* **INSTRUCTIONS FOR THE TASK**
Rewrite the listing below so that every occurrence of "seat cushion" becomes "chair pad", leaving all other text unchanged.
--- Start ---
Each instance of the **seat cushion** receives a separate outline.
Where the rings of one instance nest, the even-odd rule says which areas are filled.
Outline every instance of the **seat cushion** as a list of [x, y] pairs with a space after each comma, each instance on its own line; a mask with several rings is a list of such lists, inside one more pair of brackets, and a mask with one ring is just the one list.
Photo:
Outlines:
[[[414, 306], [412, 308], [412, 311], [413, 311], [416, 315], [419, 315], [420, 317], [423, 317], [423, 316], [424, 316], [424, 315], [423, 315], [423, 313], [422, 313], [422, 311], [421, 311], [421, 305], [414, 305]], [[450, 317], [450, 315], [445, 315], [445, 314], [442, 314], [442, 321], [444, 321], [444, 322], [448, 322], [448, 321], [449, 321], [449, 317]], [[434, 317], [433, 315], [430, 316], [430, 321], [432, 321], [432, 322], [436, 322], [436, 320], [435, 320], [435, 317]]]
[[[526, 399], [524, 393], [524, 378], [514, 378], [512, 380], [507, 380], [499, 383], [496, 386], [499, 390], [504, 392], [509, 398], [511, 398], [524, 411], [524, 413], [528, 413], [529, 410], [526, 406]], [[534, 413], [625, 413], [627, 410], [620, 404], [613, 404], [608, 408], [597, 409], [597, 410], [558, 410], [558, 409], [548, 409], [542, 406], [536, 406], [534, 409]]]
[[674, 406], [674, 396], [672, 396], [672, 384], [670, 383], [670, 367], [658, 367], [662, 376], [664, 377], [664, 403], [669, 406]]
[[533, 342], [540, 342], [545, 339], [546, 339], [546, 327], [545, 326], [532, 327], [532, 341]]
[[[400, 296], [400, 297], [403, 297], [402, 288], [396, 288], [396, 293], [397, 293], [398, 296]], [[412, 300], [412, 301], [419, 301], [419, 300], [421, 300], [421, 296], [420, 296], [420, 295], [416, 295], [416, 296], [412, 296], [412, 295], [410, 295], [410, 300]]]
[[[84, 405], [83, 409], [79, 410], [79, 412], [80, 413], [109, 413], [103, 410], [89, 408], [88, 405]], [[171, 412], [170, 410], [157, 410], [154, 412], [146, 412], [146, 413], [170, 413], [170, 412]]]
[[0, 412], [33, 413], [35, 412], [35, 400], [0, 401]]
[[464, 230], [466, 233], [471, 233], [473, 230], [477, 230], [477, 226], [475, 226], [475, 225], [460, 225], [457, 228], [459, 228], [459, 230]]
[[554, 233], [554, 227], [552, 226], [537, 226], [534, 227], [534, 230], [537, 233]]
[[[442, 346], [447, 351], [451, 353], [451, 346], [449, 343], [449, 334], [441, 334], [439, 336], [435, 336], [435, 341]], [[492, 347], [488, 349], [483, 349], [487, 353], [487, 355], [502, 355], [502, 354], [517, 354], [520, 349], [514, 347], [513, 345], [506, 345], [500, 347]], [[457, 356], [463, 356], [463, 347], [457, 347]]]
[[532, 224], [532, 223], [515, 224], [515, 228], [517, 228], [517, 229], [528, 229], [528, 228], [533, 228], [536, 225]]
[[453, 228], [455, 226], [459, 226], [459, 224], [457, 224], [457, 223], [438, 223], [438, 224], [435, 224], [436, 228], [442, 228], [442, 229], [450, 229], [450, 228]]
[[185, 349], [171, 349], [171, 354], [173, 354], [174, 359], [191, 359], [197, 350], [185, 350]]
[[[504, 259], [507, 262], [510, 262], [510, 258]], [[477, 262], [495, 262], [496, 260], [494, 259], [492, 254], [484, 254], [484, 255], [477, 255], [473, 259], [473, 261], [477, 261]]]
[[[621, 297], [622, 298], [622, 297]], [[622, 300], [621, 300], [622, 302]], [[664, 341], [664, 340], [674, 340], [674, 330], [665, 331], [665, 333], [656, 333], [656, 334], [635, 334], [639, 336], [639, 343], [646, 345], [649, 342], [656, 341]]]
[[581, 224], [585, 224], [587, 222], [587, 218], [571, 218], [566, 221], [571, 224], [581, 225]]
--- End ---
* **REPLY**
Each instance of the **chair pad** receives a separate outline.
Where the rings of one instance nest, the even-odd rule says which areas are filled.
Outline every instance of the **chair pad** as a list of [x, y] pairs with a space after each comma, each instance on its own line; a mask with several rings is a list of such lists, inside one more pair of brackets, and a mask with one ring is just the one list.
Photo:
Outlines:
[[[414, 306], [412, 308], [412, 311], [413, 311], [416, 315], [419, 315], [420, 317], [423, 317], [423, 316], [424, 316], [424, 315], [423, 315], [423, 313], [422, 313], [422, 311], [421, 311], [421, 305], [414, 305]], [[450, 317], [450, 315], [445, 315], [445, 314], [442, 314], [442, 321], [444, 321], [444, 322], [448, 322], [448, 321], [449, 321], [449, 317]], [[434, 317], [433, 315], [430, 316], [430, 321], [432, 321], [432, 322], [436, 322], [436, 320], [435, 320], [435, 317]]]
[[[526, 399], [524, 393], [524, 378], [514, 378], [512, 380], [507, 380], [499, 383], [496, 386], [499, 390], [504, 392], [509, 398], [511, 398], [524, 411], [524, 413], [528, 413], [529, 410], [526, 406]], [[534, 413], [625, 413], [627, 410], [620, 404], [613, 404], [608, 408], [597, 409], [597, 410], [558, 410], [558, 409], [548, 409], [542, 406], [536, 406], [534, 409]]]
[[674, 406], [674, 396], [672, 396], [672, 384], [670, 383], [670, 367], [658, 367], [662, 376], [664, 377], [664, 403], [669, 406]]
[[533, 342], [540, 342], [545, 339], [546, 339], [546, 327], [545, 326], [532, 327], [532, 341]]
[[[400, 296], [400, 297], [403, 297], [402, 288], [396, 288], [396, 293], [397, 293], [398, 296]], [[412, 300], [412, 301], [419, 301], [419, 300], [421, 300], [421, 296], [420, 296], [420, 295], [416, 295], [416, 296], [412, 296], [412, 295], [410, 295], [410, 300]]]
[[[84, 405], [83, 409], [79, 410], [79, 412], [80, 413], [109, 413], [103, 410], [89, 408], [88, 405]], [[171, 412], [170, 410], [157, 410], [154, 412], [146, 412], [146, 413], [170, 413], [170, 412]]]
[[0, 412], [33, 413], [35, 412], [35, 400], [0, 401]]
[[464, 230], [466, 233], [471, 233], [473, 230], [477, 230], [477, 226], [475, 226], [475, 225], [460, 225], [457, 228], [459, 228], [459, 230]]
[[554, 233], [554, 227], [552, 226], [537, 226], [534, 227], [534, 230], [537, 233]]
[[[442, 346], [447, 351], [451, 353], [451, 346], [449, 343], [449, 334], [441, 334], [439, 336], [435, 336], [435, 341]], [[492, 347], [488, 349], [483, 349], [487, 353], [487, 355], [502, 355], [502, 354], [517, 354], [520, 349], [514, 347], [513, 345], [506, 345], [500, 347]], [[457, 356], [463, 356], [463, 347], [457, 347]]]
[[532, 224], [532, 223], [515, 224], [515, 228], [517, 228], [517, 229], [528, 229], [528, 228], [533, 228], [536, 225]]
[[453, 228], [455, 226], [459, 226], [459, 224], [457, 224], [457, 223], [438, 223], [438, 224], [435, 224], [436, 228], [442, 228], [442, 229], [450, 229], [450, 228]]
[[185, 349], [171, 349], [171, 354], [173, 354], [174, 359], [191, 359], [197, 350], [185, 350]]
[[[504, 259], [507, 262], [510, 262], [510, 258]], [[477, 262], [495, 262], [496, 260], [494, 259], [492, 254], [484, 254], [484, 255], [477, 255], [473, 259], [473, 261], [477, 261]]]
[[[621, 297], [622, 298], [622, 297]], [[622, 300], [621, 300], [622, 302]], [[664, 341], [664, 340], [674, 340], [674, 330], [665, 331], [665, 333], [656, 333], [656, 334], [635, 334], [639, 336], [639, 343], [646, 345], [649, 342], [656, 341]]]
[[581, 224], [585, 224], [587, 222], [587, 218], [571, 218], [566, 221], [571, 224], [581, 225]]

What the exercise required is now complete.